§ **Do this**: Write out word for word everything in the items below from the line containing "Where can you spot the forest" down to the line containing "task | drop a pin on each instance of the green", both lines included, leaving out the pictures.

§ **Material provided**:
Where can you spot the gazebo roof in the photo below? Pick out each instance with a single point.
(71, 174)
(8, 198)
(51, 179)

* * *

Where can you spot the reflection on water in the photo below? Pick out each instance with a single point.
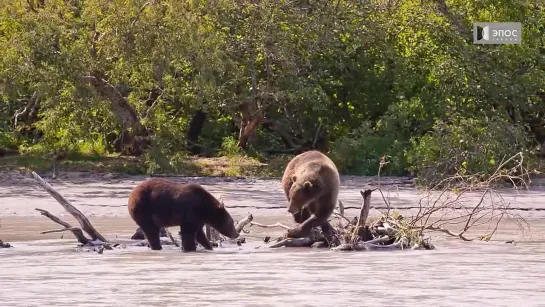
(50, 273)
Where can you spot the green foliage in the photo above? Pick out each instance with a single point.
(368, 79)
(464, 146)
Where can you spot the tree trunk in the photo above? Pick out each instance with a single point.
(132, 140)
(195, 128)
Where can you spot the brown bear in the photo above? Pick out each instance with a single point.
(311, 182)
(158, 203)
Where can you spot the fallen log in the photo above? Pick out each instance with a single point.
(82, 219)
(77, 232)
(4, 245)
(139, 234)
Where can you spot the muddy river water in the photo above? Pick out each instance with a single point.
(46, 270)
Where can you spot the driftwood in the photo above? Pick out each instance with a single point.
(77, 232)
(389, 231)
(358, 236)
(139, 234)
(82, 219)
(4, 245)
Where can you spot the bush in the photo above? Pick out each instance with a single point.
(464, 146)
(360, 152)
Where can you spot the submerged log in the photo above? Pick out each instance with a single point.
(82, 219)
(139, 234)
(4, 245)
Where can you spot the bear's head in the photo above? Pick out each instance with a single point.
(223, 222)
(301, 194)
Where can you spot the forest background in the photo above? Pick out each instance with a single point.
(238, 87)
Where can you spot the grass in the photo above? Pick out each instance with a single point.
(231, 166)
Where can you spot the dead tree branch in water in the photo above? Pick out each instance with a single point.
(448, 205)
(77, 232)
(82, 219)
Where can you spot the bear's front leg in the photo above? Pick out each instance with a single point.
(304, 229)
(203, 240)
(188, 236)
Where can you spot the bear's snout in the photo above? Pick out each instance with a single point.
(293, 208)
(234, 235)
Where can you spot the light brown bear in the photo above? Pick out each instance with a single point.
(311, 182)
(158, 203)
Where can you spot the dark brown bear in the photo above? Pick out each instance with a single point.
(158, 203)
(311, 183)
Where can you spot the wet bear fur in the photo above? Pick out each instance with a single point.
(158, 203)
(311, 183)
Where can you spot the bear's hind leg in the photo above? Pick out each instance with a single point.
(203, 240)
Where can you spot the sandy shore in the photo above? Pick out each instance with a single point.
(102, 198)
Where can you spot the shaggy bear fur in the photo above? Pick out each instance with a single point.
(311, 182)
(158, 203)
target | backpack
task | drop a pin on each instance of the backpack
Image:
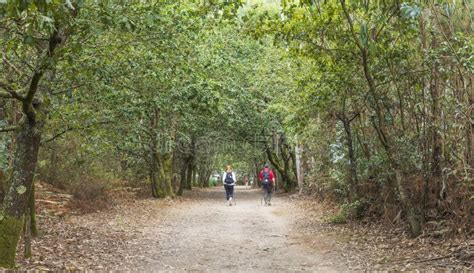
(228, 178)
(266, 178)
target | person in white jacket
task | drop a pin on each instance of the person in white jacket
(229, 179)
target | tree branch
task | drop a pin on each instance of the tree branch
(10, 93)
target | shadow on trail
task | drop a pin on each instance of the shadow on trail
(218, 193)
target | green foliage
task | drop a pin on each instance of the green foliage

§ **Written solution**:
Where can you spot the forest background in the photo above? Pick out each instance with a single point.
(238, 87)
Where can you spot the grass in the photo above? Pick out each instance with a single point.
(231, 166)
Where can you spot the dead tree branch in water in the photo above? Pick out each instance with a single point.
(448, 205)
(77, 232)
(82, 219)
Where can you spot the bear's front leg in the photo above? Pick out each instance with a single point.
(304, 229)
(203, 240)
(188, 236)
Where can you spot the bear's snout in the photo above? Pick out each instance with a single point.
(293, 208)
(234, 235)
Where can you spot the light brown bear in the photo above? Pick out each instance with a single point.
(311, 182)
(158, 203)
Where can you spot the dark brown bear in the photo above? Pick out each instance with a single point.
(158, 203)
(311, 183)
Where can you spot the wet bear fur in the photo above? Pick out each instance with a single point.
(158, 203)
(311, 183)
Where can you spot the bear's hind leg in the photo above? Pick out each instance with a single point.
(203, 240)
Where can you spot the sandy shore in the photo above? Pick out each instance with a single point.
(102, 198)
Where can you spot the shaggy bear fur in the photo above? Pick out each instance with a single point.
(311, 182)
(158, 203)
target | backpack
task | drop a pin on each instance of the backpack
Image:
(228, 178)
(266, 178)
target | person in white jacket
task | drop a pin on each instance of the person in white jacket
(229, 179)
target | tree branch
task | drop a pin on each instance of the tree branch
(10, 93)
target | shadow on trail
task | drop a pin on each instance of the shadow on trail
(218, 193)
target | green foliage
task | drop a pin on each instance of the green foliage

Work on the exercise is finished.